◆ Text block:
==============================

HIS GRACE
His Grace: How Christ Changes Everything
You came. Maybe hesitantly, maybe desperately, maybe just curious. But you came. Now something happens — something that is not your doing. Something that has already been done for you.
"Come unto me, all ye that labour and are heavy laden, and I will give you rest."
— Matthew 11:28
You came. Now what happens?
You came. Maybe you found this site because something is hard and you had nowhere else to turn. Maybe you grew up in the church and you're trying to find your way back to something that used to be real. Maybe you're not sure what you believe but you're curious and honest enough to look. Whatever brought you here — you came.
This is the part of the gospel story that most people skip over too quickly. Everyone knows "come to Jesus" and everyone knows "be a good person." But between those two things is the most important part: what He actually does to you when you come. Not what you do for Him. What He does for you.
That is what this section is about. The Atonement. The Resurrection. Grace. The mighty change of heart. Not as abstract theology — as things that are happening, right now, in a real life that includes struggle and failure and pain and the persistent gap between who you are and who you want to be.
This is the bridge. This is Step 2. And it changes everything.
He is risen — and that changes everything
Start here. Everything else depends on this.
"And if Christ be not risen, then is our preaching vain, and your faith is also vain... And if Christ be not raised, your faith is vain; ye are yet in your sins... But now is Christ risen from the dead."
Paul is not hedging. He is not offering a comforting metaphor. He is making the most concrete possible claim: if the tomb was not empty, none of this matters. Not the teachings. Not the forgiveness. Not the transformation. Nothing. Everything in the Christian faith rises or falls on a single physical historical fact: Jesus of Nazareth died on a Roman cross and three days later walked out of His tomb alive.
And if that happened — if that is true — then death is not the final word. Not on Him. Not on your loved ones who have died. Not on you. The worst thing that can happen to a human being had its worst done, and it was not the end. That changes everything.
What the Resurrection means right now
The Resurrection is not only about what happens after death. It is about what is possible right now. If God can raise a body from the dead, then He can raise you from whatever state you are currently in — the addiction that has owned you for years, the grief you don't know how to carry, the pattern of failure that makes you doubt you can ever really change.
Jacob in the Book of Mormon explains the resurrection's double work — it overcomes both physical death (you will live again in a perfected body) and spiritual death (the separation from God that sin produces):
"Wherefore, it must needs be an infinite atonement — save it should be an infinite atonement this corruption could not put on incorruption. Wherefore, the first judgment which came upon man must needs have remained to an endless duration. And if so, this flesh must have laid down to rot and to rise no more... O the wisdom of God, his mercy and grace!"
Jacob had been taught this doctrine his whole life and he still cried out in wonder: "O the wisdom of God, his mercy and grace!" That is the appropriate response. Not theological analysis — wonder. Because what is being described is a God who looked at what death does to human beings — the physical death that ends all earthly hope, the spiritual death that separates people from His presence — and voluntarily entered both in order to break both.
The Resurrection is the proof that the Atonement worked. It is God's receipt. He died and He rose, which means everything He promised about what His death accomplishes is true. You can build on it. You can stake your life on it.

==============================

◆ Rows:
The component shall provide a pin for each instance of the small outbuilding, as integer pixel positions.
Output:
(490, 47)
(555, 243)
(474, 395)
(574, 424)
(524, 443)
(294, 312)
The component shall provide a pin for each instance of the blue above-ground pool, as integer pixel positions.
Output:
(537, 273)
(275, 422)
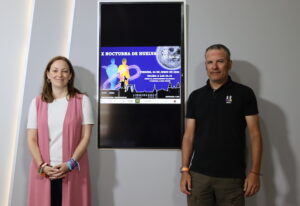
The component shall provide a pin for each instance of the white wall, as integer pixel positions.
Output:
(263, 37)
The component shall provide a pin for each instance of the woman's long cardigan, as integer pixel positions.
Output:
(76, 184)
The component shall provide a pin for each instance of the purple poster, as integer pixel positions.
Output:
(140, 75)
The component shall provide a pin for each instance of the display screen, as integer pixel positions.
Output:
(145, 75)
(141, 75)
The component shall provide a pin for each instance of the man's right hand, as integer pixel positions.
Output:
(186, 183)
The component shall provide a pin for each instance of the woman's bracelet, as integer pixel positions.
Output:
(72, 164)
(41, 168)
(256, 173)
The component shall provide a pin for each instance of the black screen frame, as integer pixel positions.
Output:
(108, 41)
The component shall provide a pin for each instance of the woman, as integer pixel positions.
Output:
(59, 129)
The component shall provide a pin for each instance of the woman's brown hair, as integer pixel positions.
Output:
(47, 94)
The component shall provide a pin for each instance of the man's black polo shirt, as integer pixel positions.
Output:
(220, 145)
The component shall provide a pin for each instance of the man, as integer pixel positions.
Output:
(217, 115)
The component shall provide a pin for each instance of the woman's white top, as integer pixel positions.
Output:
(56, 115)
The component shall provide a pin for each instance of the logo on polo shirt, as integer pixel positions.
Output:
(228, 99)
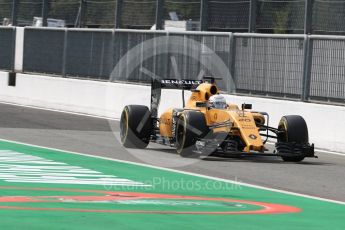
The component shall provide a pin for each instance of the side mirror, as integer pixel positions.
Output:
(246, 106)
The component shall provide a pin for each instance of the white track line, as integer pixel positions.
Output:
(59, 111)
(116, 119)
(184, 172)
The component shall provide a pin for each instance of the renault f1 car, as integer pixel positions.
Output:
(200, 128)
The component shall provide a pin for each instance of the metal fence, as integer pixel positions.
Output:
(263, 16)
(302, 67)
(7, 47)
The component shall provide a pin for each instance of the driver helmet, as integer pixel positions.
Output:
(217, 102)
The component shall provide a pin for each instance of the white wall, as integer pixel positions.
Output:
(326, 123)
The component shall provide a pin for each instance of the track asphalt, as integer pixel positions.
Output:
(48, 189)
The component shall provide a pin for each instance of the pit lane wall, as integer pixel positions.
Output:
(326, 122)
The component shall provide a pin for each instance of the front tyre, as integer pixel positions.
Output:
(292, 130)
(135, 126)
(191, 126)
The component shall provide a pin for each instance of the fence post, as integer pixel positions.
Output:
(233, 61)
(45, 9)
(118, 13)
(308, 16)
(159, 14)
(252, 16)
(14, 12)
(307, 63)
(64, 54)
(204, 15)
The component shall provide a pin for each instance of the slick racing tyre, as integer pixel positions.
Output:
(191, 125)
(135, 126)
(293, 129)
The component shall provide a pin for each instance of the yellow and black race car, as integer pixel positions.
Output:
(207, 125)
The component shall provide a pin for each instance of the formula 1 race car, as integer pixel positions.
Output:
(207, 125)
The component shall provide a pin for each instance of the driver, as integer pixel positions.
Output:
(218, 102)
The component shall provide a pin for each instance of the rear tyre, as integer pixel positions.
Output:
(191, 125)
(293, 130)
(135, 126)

==============================

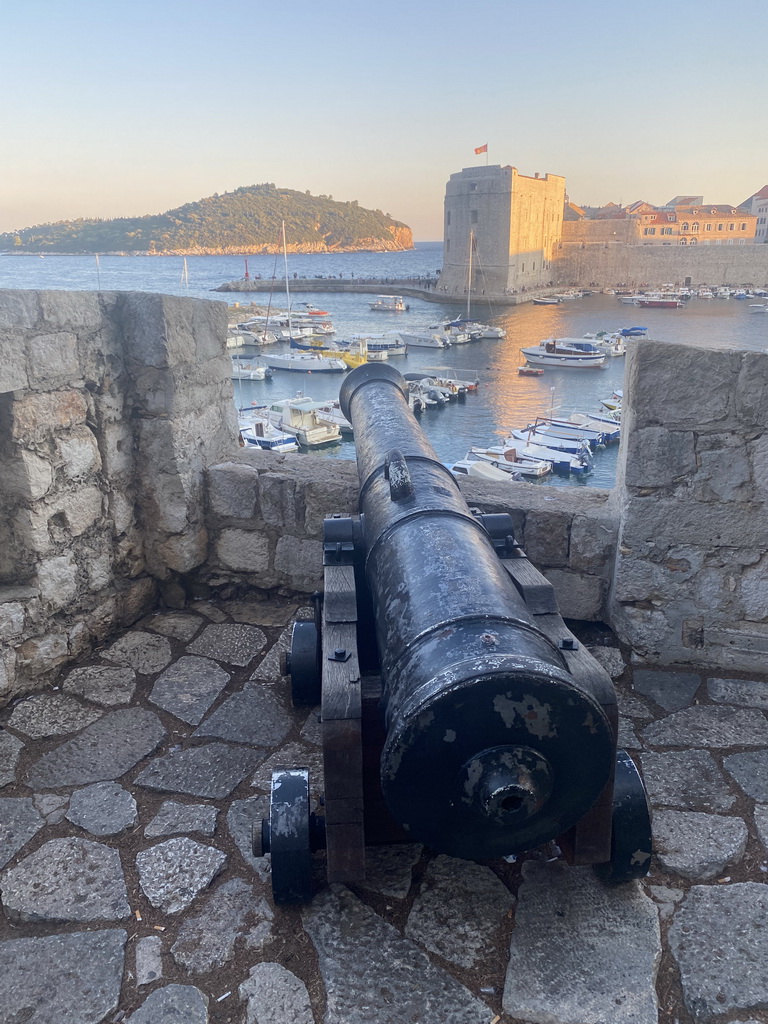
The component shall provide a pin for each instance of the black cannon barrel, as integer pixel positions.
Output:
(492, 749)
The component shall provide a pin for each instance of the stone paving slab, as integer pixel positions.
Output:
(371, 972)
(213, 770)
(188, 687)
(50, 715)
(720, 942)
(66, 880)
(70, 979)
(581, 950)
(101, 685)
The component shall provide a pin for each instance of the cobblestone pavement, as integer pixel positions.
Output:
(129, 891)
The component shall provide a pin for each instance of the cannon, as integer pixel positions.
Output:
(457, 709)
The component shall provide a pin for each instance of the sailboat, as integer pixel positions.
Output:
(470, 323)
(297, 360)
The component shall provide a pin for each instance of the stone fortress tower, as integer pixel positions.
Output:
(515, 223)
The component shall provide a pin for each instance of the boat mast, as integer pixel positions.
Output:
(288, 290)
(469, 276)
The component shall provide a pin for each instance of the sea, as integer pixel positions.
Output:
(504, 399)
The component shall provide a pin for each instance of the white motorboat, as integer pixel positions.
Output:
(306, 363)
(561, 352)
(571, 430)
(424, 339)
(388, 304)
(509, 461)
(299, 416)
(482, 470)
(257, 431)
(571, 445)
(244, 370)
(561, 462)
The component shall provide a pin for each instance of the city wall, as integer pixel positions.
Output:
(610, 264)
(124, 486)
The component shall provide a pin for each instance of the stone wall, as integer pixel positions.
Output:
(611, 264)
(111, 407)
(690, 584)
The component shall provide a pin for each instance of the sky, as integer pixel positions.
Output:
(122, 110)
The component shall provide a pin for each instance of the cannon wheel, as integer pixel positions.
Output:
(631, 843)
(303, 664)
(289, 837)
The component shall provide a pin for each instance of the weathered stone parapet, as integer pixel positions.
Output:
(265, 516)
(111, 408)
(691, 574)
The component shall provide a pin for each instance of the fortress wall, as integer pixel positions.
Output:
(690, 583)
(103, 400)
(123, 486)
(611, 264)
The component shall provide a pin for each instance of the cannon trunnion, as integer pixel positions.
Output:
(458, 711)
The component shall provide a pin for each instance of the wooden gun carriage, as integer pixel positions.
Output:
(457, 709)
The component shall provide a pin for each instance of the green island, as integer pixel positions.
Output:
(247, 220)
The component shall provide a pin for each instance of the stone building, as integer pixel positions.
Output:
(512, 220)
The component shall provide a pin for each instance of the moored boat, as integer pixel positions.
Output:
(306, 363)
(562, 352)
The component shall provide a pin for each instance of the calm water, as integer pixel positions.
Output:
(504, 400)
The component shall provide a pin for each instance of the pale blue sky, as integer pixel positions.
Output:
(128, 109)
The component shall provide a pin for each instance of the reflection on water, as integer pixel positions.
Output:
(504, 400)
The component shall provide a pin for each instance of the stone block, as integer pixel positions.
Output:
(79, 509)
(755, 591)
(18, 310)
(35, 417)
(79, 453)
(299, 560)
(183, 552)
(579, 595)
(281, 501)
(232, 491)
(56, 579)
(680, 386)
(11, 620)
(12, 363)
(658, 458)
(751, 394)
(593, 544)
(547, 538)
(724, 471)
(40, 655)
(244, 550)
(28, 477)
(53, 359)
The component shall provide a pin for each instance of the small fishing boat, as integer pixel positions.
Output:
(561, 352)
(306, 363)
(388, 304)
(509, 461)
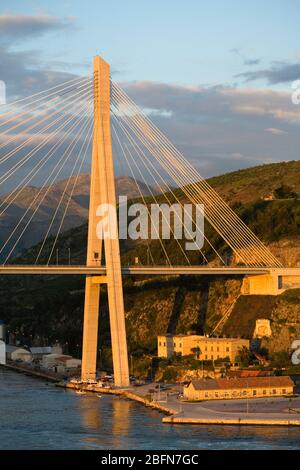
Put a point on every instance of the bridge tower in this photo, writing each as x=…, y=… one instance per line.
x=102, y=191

==============================

◆ Stated goal A: Please rewrite the His Grace page, everything from "He is risen" down to "His tomb alive.", changing "tomb" to "grave".
◆ Stated goal B: Summarize the His Grace page in two sentences.
◆ Stated goal C: Using the His Grace page, mark each statement yes or no and quote the words that decide it: (i) The page calls itself Step 2. (ii) Jacob responded to the doctrine with theological analysis. (iii) The Resurrection is only about what happens after death.

◆ Exercise result A:
He is risen — and that changes everything
Start here. Everything else depends on this.
"And if Christ be not risen, then is our preaching vain, and your faith is also vain... And if Christ be not raised, your faith is vain; ye are yet in your sins... But now is Christ risen from the dead."
Paul is not hedging. He is not offering a comforting metaphor. He is making the most concrete possible claim: if the grave was not empty, none of this matters. Not the teachings. Not the forgiveness. Not the transformation. Nothing. Everything in the Christian faith rises or falls on a single physical historical fact: Jesus of Nazareth died on a Roman cross and three days later walked out of His grave alive.

◆ Exercise result B: The Resurrection of Christ is the fact on which the whole Christian faith rests: if the tomb was not empty, none of it matters, but because He rose, death is not the final word. The Resurrection also means God can raise a person from their current state now, it overcomes both physical and spiritual death, and it is the proof that the Atonement worked.

◆ Exercise result C:
(i) Yes: "This is the bridge. This is Step 2."
(ii) No: "Not theological analysis — wonder."
(iii) No: "The Resurrection is not only about what happens after death."